# SHORT EXERCISE:
Please find every line in the rows below that contains the word "bushy" and copy each of those lines.

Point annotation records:

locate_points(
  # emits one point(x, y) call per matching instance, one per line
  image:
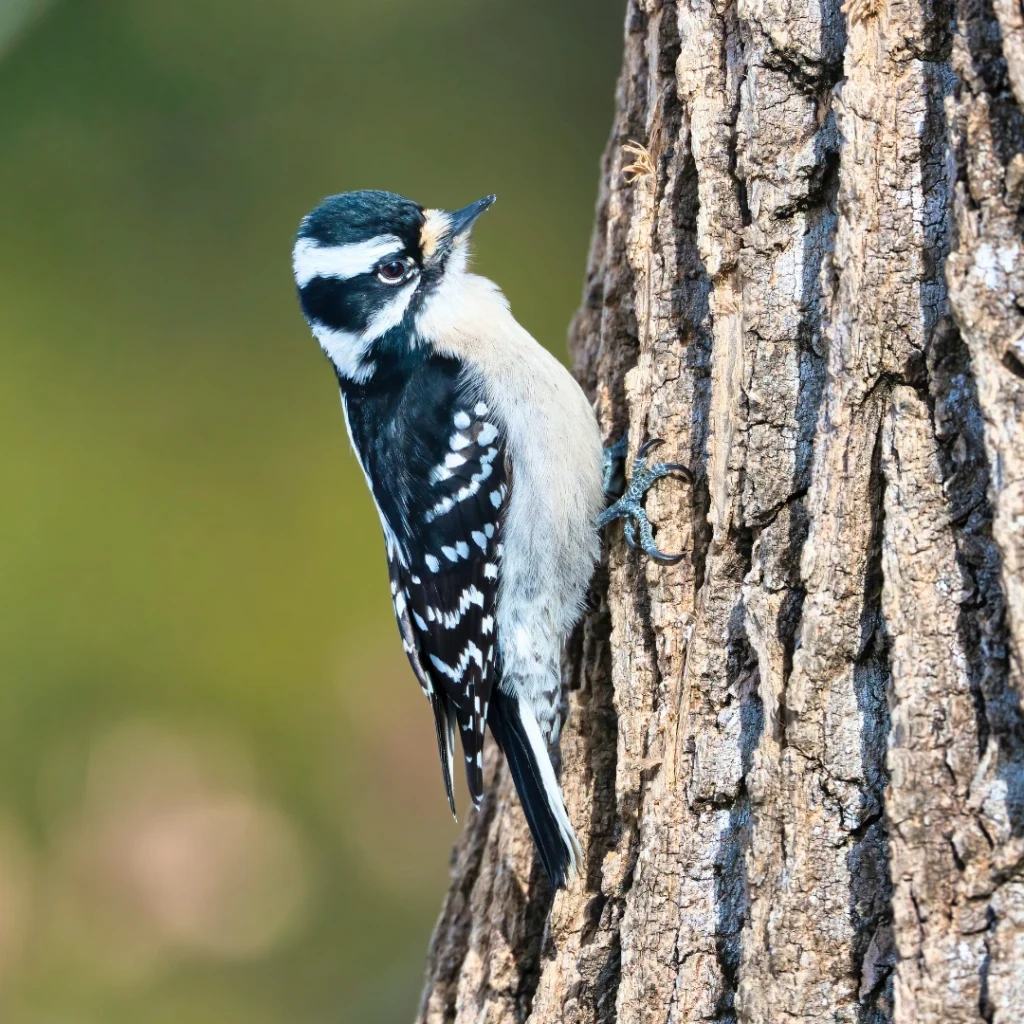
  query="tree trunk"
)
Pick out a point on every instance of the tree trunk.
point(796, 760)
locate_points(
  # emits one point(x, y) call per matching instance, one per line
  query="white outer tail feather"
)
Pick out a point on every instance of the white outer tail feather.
...
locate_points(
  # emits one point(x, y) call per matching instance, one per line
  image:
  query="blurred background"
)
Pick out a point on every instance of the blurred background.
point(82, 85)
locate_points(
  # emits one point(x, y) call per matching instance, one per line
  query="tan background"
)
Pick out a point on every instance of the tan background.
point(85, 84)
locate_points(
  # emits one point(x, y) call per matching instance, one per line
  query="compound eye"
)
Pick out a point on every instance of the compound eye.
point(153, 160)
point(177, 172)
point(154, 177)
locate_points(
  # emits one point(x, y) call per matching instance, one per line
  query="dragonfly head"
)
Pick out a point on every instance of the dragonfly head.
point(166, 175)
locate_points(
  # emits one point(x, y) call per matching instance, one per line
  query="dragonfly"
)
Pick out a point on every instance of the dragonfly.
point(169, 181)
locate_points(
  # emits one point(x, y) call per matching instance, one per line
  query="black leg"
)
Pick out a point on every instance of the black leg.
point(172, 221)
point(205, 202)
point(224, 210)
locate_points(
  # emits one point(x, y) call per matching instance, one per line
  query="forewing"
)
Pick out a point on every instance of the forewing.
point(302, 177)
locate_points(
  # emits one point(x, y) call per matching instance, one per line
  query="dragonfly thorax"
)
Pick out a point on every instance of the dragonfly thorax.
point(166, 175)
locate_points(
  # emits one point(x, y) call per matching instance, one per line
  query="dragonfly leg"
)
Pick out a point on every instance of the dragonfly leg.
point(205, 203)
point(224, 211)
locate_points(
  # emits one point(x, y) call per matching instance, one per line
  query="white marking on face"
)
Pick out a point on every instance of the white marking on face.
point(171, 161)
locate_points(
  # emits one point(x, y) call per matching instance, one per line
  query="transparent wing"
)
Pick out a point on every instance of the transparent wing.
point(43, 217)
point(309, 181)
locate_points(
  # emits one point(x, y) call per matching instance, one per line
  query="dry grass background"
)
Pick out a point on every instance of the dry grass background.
...
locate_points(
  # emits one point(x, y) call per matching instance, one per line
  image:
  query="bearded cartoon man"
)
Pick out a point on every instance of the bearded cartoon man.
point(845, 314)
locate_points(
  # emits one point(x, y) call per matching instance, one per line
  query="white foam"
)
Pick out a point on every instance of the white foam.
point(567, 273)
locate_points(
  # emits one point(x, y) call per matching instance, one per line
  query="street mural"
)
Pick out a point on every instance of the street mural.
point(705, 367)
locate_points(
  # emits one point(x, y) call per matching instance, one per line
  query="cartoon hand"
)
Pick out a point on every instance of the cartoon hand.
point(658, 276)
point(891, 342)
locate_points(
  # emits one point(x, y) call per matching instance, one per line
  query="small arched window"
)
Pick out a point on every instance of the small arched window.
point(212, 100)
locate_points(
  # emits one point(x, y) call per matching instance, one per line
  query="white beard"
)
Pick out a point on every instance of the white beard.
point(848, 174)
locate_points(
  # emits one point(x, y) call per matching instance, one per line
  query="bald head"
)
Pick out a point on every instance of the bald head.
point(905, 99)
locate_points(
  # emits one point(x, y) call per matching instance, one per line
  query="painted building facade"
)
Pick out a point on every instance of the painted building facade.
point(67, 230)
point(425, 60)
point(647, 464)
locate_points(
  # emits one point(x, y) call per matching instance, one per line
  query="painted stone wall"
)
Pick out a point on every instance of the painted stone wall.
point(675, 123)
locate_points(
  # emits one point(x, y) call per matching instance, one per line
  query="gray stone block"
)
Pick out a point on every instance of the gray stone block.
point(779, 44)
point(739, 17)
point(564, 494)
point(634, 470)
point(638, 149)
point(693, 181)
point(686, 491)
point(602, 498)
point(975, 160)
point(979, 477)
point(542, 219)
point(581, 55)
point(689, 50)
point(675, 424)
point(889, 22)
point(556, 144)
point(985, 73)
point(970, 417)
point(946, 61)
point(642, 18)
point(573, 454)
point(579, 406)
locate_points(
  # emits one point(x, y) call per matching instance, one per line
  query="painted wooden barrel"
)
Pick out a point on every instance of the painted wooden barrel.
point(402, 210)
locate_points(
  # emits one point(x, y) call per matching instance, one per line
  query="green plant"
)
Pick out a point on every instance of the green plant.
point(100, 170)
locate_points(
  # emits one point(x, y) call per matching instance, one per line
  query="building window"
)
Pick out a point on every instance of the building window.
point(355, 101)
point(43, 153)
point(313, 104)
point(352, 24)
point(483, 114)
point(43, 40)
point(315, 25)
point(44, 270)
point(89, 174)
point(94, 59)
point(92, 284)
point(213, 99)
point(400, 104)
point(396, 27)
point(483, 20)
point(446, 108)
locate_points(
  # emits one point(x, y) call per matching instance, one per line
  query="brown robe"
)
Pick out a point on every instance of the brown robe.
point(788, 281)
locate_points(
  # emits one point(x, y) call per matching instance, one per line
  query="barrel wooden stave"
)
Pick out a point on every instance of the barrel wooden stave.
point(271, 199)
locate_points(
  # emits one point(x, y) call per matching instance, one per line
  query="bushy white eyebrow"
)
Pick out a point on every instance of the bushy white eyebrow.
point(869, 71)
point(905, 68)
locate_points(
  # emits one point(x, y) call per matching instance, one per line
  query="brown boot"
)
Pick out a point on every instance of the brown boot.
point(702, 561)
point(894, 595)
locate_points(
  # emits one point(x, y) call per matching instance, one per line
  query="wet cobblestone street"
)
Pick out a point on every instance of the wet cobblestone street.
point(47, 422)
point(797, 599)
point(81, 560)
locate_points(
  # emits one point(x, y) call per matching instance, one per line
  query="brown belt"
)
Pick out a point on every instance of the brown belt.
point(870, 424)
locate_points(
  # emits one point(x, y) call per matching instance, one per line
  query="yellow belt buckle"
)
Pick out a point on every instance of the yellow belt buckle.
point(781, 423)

# REPLY TO THE EXERCISE:
  query="bushy white eyebrow"
Pick out a point on every instance of the bushy white eyebrow.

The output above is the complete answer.